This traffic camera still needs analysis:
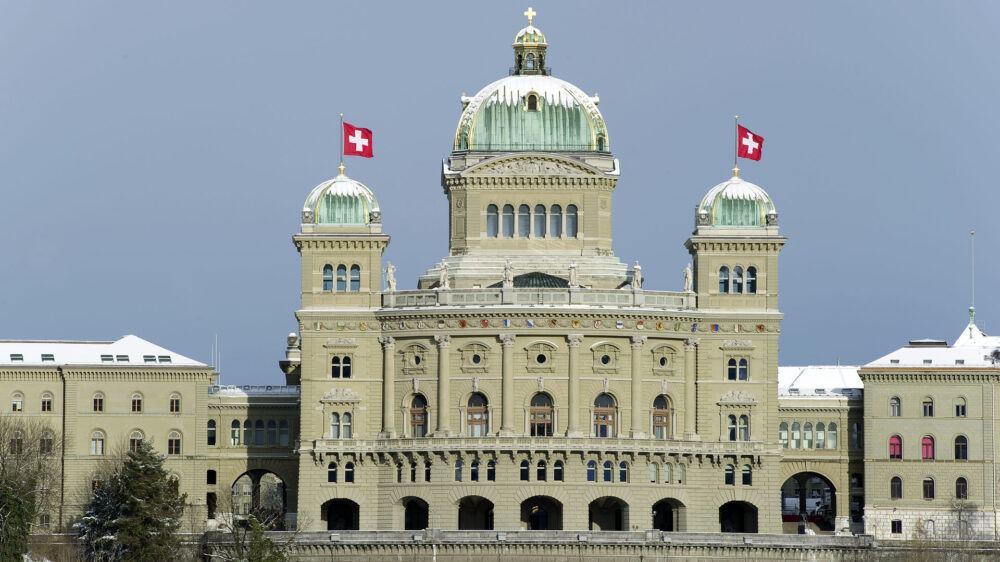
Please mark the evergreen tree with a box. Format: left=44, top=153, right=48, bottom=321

◆ ◆ ◆

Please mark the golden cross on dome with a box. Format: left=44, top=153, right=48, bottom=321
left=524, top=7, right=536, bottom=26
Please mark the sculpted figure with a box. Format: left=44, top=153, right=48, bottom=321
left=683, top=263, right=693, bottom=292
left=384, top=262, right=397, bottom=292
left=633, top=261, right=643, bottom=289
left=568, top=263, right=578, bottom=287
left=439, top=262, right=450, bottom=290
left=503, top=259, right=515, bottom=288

◆ ◆ ◆

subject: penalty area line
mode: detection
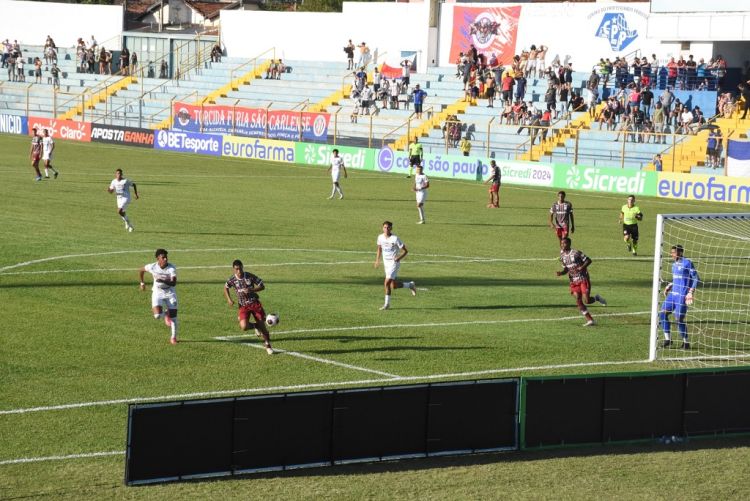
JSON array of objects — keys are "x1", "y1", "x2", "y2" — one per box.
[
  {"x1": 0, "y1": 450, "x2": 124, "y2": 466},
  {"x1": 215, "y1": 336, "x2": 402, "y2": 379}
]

◆ ◆ ◆

=== REQUIRED ACTION ===
For the material above, give again only the lines starting at the line that contains "This traffic camera" and ending at the line that contains "Please mark the evergreen". Pictures do not belong in the copy.

=== ANSWER TO THIS EXERCISE ===
This traffic camera still needs analysis:
Please mark the evergreen tree with a box. Format: left=44, top=153, right=48, bottom=321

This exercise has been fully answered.